• DATASET RECORDS:
------------------------------------------------------------
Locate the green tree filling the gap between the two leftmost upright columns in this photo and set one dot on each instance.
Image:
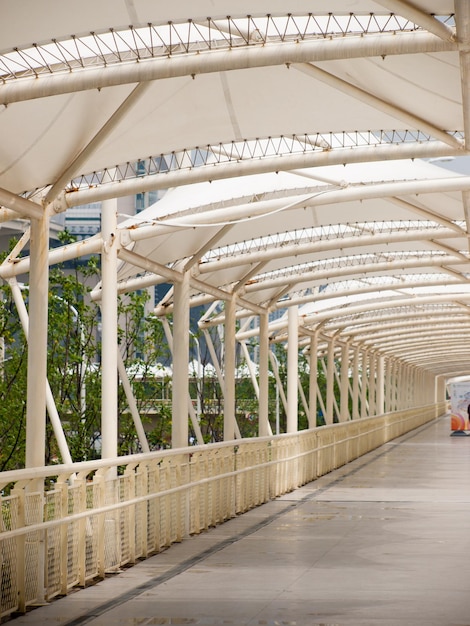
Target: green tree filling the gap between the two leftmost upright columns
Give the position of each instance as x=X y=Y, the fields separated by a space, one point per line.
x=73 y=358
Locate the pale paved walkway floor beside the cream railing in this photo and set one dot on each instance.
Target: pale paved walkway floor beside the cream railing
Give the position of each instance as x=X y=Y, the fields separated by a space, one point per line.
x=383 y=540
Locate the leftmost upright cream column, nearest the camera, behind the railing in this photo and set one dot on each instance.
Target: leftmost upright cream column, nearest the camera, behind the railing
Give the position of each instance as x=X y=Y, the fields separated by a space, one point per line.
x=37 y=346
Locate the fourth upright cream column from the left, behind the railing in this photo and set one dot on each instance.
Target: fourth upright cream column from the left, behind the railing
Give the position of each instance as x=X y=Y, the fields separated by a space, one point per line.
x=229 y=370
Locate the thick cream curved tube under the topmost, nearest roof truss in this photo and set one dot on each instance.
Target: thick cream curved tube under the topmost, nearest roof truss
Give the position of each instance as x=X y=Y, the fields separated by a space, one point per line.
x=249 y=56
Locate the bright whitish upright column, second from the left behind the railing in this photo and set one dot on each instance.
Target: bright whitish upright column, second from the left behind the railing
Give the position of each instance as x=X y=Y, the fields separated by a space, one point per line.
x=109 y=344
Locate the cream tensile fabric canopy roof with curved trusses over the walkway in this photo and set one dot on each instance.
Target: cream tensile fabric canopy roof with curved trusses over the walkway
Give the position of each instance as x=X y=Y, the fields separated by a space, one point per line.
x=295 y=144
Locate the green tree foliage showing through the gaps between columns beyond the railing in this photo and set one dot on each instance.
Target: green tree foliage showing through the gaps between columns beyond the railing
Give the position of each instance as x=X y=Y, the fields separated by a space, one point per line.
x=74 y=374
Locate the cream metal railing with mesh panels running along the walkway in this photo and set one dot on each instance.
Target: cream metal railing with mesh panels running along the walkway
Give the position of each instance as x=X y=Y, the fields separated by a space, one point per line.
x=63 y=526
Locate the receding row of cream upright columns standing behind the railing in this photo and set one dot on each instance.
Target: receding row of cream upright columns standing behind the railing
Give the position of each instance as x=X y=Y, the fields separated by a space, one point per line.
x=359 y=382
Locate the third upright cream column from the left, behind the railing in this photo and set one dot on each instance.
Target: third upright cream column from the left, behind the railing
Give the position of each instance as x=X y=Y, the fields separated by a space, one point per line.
------------------------------------------------------------
If a line in the records holds the word "panels", count it, then give only the total.

2